<<<<

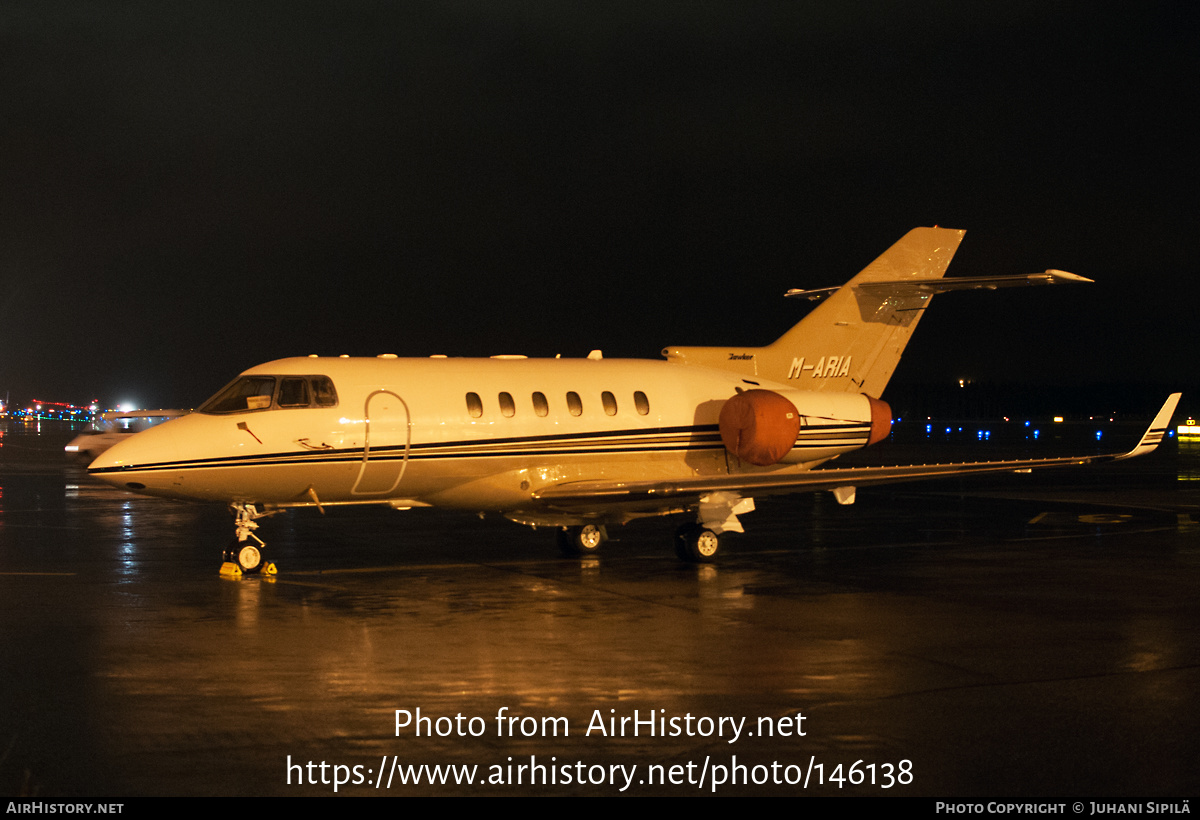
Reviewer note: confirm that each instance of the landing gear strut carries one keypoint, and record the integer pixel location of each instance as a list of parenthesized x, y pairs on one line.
[(245, 554), (581, 540)]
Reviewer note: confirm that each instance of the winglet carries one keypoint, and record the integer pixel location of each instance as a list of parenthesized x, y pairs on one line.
[(1153, 436)]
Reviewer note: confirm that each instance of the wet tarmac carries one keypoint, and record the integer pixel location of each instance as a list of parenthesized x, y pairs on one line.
[(1023, 635)]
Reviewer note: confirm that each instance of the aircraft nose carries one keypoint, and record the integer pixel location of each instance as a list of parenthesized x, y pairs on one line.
[(135, 464)]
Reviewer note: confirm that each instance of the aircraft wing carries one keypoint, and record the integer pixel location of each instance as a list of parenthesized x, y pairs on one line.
[(574, 492)]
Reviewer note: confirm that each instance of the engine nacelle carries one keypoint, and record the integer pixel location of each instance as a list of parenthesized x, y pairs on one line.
[(763, 428)]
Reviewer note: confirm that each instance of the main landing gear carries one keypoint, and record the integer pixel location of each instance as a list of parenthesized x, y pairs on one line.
[(697, 544), (244, 556), (582, 540)]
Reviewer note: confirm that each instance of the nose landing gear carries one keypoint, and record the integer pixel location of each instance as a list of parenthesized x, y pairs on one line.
[(244, 556)]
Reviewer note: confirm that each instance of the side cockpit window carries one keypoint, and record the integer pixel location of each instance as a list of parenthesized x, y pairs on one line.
[(259, 393), (245, 394), (293, 393)]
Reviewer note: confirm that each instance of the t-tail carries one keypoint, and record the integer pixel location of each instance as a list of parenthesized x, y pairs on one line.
[(852, 341)]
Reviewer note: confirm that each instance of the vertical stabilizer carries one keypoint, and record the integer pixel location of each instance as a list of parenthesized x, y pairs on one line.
[(853, 340)]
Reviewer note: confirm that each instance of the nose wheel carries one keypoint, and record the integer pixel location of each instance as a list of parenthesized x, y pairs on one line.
[(244, 556)]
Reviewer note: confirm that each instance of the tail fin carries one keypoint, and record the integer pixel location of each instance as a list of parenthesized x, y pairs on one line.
[(852, 341)]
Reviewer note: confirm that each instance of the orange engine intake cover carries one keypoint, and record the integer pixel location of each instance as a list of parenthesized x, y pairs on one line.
[(759, 426)]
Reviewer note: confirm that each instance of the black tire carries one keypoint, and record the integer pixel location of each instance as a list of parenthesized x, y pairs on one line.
[(246, 555), (697, 544), (575, 542)]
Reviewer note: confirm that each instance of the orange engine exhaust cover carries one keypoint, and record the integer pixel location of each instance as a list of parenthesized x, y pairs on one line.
[(759, 426)]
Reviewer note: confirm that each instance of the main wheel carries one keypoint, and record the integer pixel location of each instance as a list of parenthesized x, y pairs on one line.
[(581, 540), (697, 544), (245, 555)]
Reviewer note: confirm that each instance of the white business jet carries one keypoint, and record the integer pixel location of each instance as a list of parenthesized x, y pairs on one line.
[(574, 444)]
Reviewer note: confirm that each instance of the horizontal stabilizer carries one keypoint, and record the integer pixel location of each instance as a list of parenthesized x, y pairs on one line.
[(910, 287)]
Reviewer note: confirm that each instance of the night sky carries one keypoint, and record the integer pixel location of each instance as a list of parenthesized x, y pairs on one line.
[(191, 189)]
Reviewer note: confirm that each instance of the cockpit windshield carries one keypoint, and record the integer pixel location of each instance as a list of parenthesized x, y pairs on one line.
[(256, 393)]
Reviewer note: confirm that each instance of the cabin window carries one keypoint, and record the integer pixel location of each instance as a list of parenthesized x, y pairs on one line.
[(610, 402), (474, 405)]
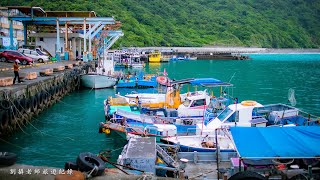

>>>>

- _Required work_
Starting with the line that contains "Reviewer note: confirm that each instance of the cabin" and going on through the end of the entries, write those lines out again, the request included, with every pixel coordinate in the answers raised by 79. Leave the pictures out.

- _Output of the task_
Reviewer note: confirm that each instance of the cabin window carries one keypoint, and record the integer pixel location of each instance as a list of parenthesized x, y pairs on one line.
[(689, 481), (553, 484)]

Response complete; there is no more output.